[start Material provided]

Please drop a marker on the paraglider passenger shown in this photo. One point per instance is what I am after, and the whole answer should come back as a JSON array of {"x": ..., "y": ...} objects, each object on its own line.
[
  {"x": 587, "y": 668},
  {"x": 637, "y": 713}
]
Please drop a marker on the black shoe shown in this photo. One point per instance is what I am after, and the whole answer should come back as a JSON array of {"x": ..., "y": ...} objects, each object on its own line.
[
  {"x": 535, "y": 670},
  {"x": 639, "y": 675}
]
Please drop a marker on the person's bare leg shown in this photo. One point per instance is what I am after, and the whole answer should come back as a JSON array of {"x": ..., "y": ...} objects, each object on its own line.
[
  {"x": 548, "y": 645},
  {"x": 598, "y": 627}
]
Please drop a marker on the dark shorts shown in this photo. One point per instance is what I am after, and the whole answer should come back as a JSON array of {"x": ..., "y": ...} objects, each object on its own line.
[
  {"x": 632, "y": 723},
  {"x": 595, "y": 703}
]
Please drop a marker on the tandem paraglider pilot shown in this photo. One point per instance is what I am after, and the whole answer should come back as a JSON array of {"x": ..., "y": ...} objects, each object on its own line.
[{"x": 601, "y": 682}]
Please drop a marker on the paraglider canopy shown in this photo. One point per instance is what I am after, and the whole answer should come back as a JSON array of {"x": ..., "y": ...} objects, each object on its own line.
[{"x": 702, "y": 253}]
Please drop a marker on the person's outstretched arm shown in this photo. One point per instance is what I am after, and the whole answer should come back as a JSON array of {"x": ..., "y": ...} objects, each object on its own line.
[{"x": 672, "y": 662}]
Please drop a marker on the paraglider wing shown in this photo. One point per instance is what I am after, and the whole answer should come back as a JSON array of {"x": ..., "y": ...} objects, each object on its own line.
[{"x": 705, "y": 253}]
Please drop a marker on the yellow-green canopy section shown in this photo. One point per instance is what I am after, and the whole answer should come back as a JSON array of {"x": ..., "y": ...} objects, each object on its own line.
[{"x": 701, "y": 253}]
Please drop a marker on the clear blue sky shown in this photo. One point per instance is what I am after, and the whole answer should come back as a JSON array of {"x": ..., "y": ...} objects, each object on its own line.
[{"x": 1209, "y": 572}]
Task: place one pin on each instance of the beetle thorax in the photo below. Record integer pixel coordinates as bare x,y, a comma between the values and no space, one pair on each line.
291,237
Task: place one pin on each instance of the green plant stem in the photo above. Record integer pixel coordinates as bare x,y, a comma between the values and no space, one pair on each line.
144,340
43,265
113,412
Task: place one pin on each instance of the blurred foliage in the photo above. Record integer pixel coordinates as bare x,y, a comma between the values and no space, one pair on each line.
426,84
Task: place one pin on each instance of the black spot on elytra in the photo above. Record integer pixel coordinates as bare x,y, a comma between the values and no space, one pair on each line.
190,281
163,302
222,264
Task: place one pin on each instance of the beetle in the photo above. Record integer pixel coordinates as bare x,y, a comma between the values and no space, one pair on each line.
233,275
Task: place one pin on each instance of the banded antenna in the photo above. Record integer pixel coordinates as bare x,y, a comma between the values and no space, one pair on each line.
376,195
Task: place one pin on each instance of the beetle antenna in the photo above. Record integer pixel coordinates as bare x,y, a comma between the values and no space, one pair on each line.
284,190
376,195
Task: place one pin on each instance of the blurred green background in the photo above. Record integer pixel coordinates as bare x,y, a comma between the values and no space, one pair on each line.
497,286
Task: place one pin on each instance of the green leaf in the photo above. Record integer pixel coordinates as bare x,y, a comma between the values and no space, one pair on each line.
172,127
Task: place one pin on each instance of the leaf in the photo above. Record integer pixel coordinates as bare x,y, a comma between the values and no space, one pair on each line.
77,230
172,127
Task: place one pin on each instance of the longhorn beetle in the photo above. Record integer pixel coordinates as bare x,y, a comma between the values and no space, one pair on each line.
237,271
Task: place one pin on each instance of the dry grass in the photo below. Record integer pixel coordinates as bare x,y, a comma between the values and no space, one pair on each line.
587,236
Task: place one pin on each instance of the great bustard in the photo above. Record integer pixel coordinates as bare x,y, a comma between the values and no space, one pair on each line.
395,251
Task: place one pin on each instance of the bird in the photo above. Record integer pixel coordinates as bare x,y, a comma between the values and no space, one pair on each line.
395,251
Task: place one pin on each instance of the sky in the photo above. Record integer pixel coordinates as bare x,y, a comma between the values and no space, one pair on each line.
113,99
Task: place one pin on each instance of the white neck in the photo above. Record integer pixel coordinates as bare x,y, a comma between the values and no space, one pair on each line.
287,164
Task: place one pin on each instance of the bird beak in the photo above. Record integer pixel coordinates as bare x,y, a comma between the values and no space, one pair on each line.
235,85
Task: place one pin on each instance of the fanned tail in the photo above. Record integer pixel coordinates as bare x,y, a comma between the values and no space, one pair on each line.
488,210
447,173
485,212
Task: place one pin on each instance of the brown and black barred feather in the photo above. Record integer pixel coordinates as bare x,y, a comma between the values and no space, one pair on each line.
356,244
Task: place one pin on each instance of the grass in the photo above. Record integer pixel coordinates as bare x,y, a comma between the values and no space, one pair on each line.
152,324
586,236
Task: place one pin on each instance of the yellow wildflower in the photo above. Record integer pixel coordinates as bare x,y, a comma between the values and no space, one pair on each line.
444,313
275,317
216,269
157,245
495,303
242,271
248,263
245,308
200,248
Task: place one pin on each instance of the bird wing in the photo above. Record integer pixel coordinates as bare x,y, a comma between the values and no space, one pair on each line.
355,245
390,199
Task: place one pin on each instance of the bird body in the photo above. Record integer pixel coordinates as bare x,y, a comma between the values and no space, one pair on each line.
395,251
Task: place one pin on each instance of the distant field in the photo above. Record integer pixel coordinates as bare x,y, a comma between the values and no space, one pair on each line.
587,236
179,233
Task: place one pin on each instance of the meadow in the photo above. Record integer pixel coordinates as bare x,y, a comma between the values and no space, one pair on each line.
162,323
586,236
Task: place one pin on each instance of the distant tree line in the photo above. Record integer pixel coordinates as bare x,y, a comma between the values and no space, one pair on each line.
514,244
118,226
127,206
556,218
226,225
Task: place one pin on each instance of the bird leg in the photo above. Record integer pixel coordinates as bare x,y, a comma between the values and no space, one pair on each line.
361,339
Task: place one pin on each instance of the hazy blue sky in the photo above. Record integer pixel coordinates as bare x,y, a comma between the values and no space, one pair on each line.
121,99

[end Material provided]

* **What is expected**
Copy each line of the data exactly, leaving nothing out.

* **Final result**
Please drop a marker on the paraglider passenger shown in this photo. One point per instance is what I am after, and the whole answer should come back as a JSON array of {"x": ..., "y": ...} objects, each object on its own line.
[
  {"x": 587, "y": 668},
  {"x": 637, "y": 713}
]
Please drop a marker on the black shoe shown in this photo. One point per instance is what I am after, and the whole answer should come back as a JSON array of {"x": ..., "y": ...} objects, each object on its own line.
[
  {"x": 535, "y": 670},
  {"x": 639, "y": 675}
]
Please drop a marker on the person's bare leg shown in this photo. One point per instance is what I am after, and the whole answer should come back as a JSON array of {"x": ..., "y": ...} objects, each object on its own line.
[
  {"x": 548, "y": 645},
  {"x": 598, "y": 627}
]
Please drop a marker on the dark shorts shown in this photo. One point per instance is what I am after, and the whole answer should come back as a JSON array of {"x": ..., "y": ...} objects, each object on its own line.
[
  {"x": 632, "y": 723},
  {"x": 595, "y": 703}
]
Please drop a marker on the tandem paraglider pilot shown in this photo. One point per instance is what I am after, and the whole answer should come back as a JSON array of {"x": ..., "y": ...} objects, each object on its own line.
[{"x": 601, "y": 682}]
Please drop a marker on the paraglider canopy shown in this photo. One point per instance is what I am after, and the whole answer should come back as a JSON array of {"x": ..., "y": ...} objects, each object on its own line.
[{"x": 702, "y": 253}]
Please drop a marker on the person's outstretched arm shown in this photo. One point per instance is what I am after, and the whole answer should come back as a JSON array of {"x": ..., "y": ...} objects, each object on its own line.
[{"x": 672, "y": 662}]
Please drop a marker on the paraglider wing shown in this photo. One point per instance is what I am after, and the whole answer should come back as a JSON array of {"x": ..., "y": ...} objects, each object on its own line.
[{"x": 705, "y": 253}]
Please drop a marker on the yellow-green canopy section shown in this photo. One point per instance is what I am after, and the whole answer should come back as a JSON array of {"x": ..., "y": ...} objects, each object on its own line.
[{"x": 701, "y": 253}]
Please drop a marker on the clear blue sky shown in this photo. One point per instance is what I am after, and the whole answer should come back as a JSON array of {"x": ..., "y": ...} objects, each object on its own line.
[{"x": 1209, "y": 572}]
Task: place one pin on each instance of the beetle thorax in the photo below. Record integer pixel coordinates as bare x,y, a comma between the values and no space, one pair on each line.
291,237
Task: place one pin on each instance of the green plant stem in the photo above. Record integer pixel coordinates as bare x,y, a comma between the values and no space, one pair on each line.
144,340
43,265
113,412
Task: place one pin on each instance of the blurred foliage in the photo above. Record integer pixel coordinates as bare x,y, a comma between the values and no space, one pair on each line.
426,84
Task: place one pin on each instance of the black spot on elytra in the photo above. Record integer pixel coordinates as bare x,y, a comma between the values and no space, one pair on each line.
190,281
163,302
222,264
Task: place one pin on each instance of the beetle in the photo above. Record integer pixel coordinates as bare x,y, a comma between the values and no space, one pair on each line.
233,275
Task: place one pin on each instance of the banded antenna in the photo above. Record integer pixel coordinates as bare x,y, a comma between the values and no space, one pair on each line.
376,195
Task: place one pin on each instance of the beetle antenna in the photo above. Record integer pixel coordinates as bare x,y, a comma between the values and no space, one pair on each line.
284,190
376,195
Task: place one pin on each instance of the blurred green background in the photo above. Record integer pixel coordinates as bare x,y, a comma between the values and no space, one pair on each line.
497,286
Task: place one pin on each instance of the green leaf in the photo above. Record integer pixel coordinates as bare x,y, a comma between the values and no space, one pair on each line.
172,127
Task: place one pin on each instance of the leaf in the photo above. Record integer pixel coordinates as bare x,y, a comma between the values and no space, one pair on each line.
77,230
172,127
Task: place one pin on each instance of the longhorn beetle in the photo above. Record integer pixel coordinates as bare x,y, a comma between the values and no space, one pair on each line.
237,271
Task: place one pin on each instance of the dry grass in the photo below. Record integer pixel coordinates as bare x,y, a comma between the values and no space, one pair on each line.
587,236
Task: place one pin on each instance of the great bustard in the photo above. Record integer pixel coordinates as bare x,y, a comma between the values and no space, one pair on each line.
395,251
Task: place one pin on each instance of the bird in the photo above. Record integer pixel coordinates as bare x,y, a comma between the values and no space, one pair on each line.
395,251
Task: place one pin on each instance of the sky in the photo above. Record integer pixel coordinates as bare x,y, a comma between the values and no space, one pair on each line.
113,99
Task: place one pin on each instance of the white neck in the photo above. Record integer pixel coordinates as bare x,y, a comma between the values and no space, one pair on each line.
287,164
Task: place one pin on each instance of the bird beak in the photo above. Record integer pixel coordinates as bare x,y, a comma between the values and no space, one pair on each line.
235,85
Task: place one pin on each instance of the fanned tail in the photo above. Record integer pixel coordinates as bare x,y, a comma between the values and no space, one pair on each line.
488,210
447,173
485,212
Task: place one pin on each instance of the brown and black barred feather in the photo above. Record integer pixel coordinates as bare x,y, a comma between the values and no space, one pair on each line.
356,244
Task: place one pin on each instance of the grass in the photo above. Record integer pixel coordinates as bare x,y, a comma between the values and no space, one pair on each line.
152,324
586,236
Task: place one pin on each instance of the yellow wildflower in the photo above. Record integer pixel coordinates as bare x,y, a comma between the values and no space, one pair on each line.
444,313
275,317
216,269
157,245
495,303
242,271
248,263
245,308
200,248
Task: place one pin on each instance of the bird wing in the photo above. Record integer pixel coordinates as bare x,y, a comma between the values and no space, one pair on each line.
355,245
390,199
Task: place one pin on each instance of the bird body in the photo above. Record integer pixel coordinates as bare x,y, a comma between the values and no space, one pair on each line.
395,251
Task: place one pin on each instance of the distant field in the photo above. Record integer pixel coordinates as bare x,y, a comma between the values and no space, one pair on each line.
587,236
179,233
Task: place one pin on each instance of the meadow in the photo above. Record integer pixel coordinates as bare x,y, a comma between the values and no space, one pair on each line.
162,323
586,236
Task: place one pin on each instance of the distant tree line in the photo above. Record integer pixel coordinates as bare x,y, a comma between the values and no space, one pair on each line.
514,244
118,226
127,206
556,218
226,225
Task: place one pin on each instance of the bird leg in the photo above. Record integer pixel coordinates as bare x,y, a comma between the values and no space, one pair on each line.
361,339
Task: place one pin on each instance of the hazy blue sky in the photo above. Record integer pixel coordinates as bare x,y, a comma between the values and no space, one pair on each line.
121,99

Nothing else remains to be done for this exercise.